#### Supplied text ####

Charlotte Weidler (1895–1983) was a German art dealer, curator and art historian. Her dealings concerning artworks from the collections of Paul Westheim and Alfred Flechtheim during the Nazi–era have been the focus of several high-profile lawsuits.

Early activities 
Weidler was born in Berlin and dealt in modern art. Initially a close friend of the German Jewish art collector and editor of Das Kunstblatt, Paul Westheim, she later betrayed him. The exact nature of her actions regarding Westheim's art collection has been the subject of much controversy, generating lawsuits, book and articles and speculation as to her motivations.

Curator at the Carnegie Institute of Art 
Weidler began working as a curator for the Carnegie Institute in Pittsburgh while she was still in Berlin and continued after she emigrated to the United States in 1939, traveling between the two countries for work. She made the acquaintance of the Pittsburg steel magnate G. David Thompson and helped him build his collection. selected art to acquire and was responsible for bringing numerous important artworks into American museums. Reputed to be an important expert in German modern art. Weidler's correspondence with the Carnegie is considered to provide "unique insight and detail about the situation of artists in Nazi Germany" and that her exchanges with Carnegie president Homer St. Gaudens  are "an extraordinary source of information for provenance researchers about the location of artwork pre-war and the changing attitude towards modern art in Germany as the Nazis rose to power.".

#### Provided data ####

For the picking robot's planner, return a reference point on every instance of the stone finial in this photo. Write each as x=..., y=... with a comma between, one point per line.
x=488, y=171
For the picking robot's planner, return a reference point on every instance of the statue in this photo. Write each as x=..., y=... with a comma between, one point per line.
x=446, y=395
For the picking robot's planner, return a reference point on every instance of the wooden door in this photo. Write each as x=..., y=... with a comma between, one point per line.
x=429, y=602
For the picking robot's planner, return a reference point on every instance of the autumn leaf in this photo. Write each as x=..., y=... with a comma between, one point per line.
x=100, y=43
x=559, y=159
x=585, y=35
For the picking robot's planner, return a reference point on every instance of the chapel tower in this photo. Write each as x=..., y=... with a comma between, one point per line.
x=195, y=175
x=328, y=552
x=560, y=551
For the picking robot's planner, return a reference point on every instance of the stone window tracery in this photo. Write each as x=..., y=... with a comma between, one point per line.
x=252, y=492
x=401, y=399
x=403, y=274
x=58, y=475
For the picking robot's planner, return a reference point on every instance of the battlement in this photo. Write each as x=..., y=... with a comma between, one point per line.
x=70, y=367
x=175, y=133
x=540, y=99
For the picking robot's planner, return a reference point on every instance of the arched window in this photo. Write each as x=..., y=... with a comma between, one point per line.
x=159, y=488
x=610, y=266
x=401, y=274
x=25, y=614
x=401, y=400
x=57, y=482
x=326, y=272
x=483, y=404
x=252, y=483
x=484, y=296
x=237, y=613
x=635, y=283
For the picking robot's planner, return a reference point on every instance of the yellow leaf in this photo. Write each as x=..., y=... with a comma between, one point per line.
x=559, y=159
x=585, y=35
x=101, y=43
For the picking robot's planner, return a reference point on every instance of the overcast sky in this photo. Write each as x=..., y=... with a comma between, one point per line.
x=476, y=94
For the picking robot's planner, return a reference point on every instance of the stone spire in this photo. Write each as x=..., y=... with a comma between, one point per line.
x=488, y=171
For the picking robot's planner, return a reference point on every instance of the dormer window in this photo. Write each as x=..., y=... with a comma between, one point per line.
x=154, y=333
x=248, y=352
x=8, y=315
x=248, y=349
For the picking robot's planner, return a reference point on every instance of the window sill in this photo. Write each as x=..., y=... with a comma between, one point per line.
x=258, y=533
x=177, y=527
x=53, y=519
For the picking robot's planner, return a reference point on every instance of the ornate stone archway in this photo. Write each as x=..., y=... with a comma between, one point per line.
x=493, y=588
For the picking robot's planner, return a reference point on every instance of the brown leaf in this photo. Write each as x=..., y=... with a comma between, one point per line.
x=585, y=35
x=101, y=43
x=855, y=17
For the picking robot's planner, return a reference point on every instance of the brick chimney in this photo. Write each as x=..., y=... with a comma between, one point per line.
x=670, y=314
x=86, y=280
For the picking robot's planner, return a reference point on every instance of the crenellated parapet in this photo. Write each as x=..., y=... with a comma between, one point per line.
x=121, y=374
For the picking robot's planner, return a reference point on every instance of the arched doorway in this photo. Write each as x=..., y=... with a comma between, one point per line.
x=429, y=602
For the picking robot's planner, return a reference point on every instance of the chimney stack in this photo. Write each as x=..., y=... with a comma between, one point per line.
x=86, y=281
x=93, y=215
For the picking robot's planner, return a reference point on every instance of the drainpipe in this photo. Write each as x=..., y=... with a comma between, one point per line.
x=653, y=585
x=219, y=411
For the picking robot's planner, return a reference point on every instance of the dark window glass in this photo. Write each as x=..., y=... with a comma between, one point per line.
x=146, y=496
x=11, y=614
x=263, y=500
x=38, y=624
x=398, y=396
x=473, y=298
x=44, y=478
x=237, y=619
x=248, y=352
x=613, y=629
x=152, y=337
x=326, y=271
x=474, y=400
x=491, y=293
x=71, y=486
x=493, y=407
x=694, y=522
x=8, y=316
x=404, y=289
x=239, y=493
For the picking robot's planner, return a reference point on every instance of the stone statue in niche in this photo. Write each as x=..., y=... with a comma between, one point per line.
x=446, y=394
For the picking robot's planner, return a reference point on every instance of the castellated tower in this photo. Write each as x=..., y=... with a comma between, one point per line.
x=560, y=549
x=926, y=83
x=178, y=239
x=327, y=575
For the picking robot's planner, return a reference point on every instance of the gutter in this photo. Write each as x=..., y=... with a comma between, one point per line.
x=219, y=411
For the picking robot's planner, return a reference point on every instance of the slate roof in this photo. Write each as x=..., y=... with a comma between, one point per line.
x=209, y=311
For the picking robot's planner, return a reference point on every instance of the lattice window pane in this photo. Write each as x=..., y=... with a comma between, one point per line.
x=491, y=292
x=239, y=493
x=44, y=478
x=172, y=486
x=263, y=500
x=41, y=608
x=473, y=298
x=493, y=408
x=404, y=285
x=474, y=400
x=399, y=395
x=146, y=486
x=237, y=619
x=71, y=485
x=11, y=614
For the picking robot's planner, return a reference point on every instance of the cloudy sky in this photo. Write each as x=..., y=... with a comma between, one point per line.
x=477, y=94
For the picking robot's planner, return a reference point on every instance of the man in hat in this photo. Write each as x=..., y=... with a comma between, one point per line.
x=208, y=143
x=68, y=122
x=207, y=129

####

■ Exercise tasks:
A: In the text on Charlotte Weidler, in what year did she emigrate to the United States?
B: Determine whether each statement agrees with the text on Charlotte Weidler, answering yes or no and quoting the deciding words: (i) Weidler was born in Berlin. (ii) Weidler stopped working for the Carnegie Institute once she emigrated to the United States. (iii) Paul Westheim was the editor of Das Kunstblatt.
C: Carry the text on Charlotte Weidler forward from its final sentence.

■ Expected outputs:
A: 1939

B:
(i) Yes: "Weidler was born in Berlin"
(ii) No: "continued after she emigrated to the United States in 1939"
(iii) Yes: "editor of Das Kunstblatt, Paul Westheim"

C:
Controversies and lawsuits 
Weidler's friend, the Jewish art collector Paul Westheim fled Nazi Germany for Paris in 1933, leaving his important art collection in Weidler's care. After initially helping him, she cut off contact and, at end of World War II, she told Westheim that his paintings had been lost or destroyed. However this turned out not to be true, as  after Westheim's death, Weidler began selling the very same paintings. Eventually someone who recognised one of the paintings informed Westheim's surviving family, who sued. In 2013, Westheim's daughter Margit Frenk filed a lawsuit demanded the return of four paintings estimated to be worth more than three million dollars, including Max Pechstein's "Portrait of Paul Westheim" and a watercolor by Paul Klee.

Weidler also claimed that the famous German Jewish dealer Alfred Flechtheim bequeathed paintings to her, but this assertion was also contested in several lawsuits. In 2009, the family of the deceased artist Georg Grosz filed a claim against the Museum of Modern Art for the return of three paintings that  Charlotte Weidler had sold to the MoMa saying that Grosz's art dealer Alfred Flechtheim had gifted them to her. The Grosz family criticized Weidler's account as false, submitting evidence that the paintings had transited through a Dutch auction house Mak Van Waay known for dealing in looted art. Weidler's testimony played a crucial role in the lawsuit.

Some historians have tried to explain Weidler's actions as the result of a frustrated love affair with Westheim.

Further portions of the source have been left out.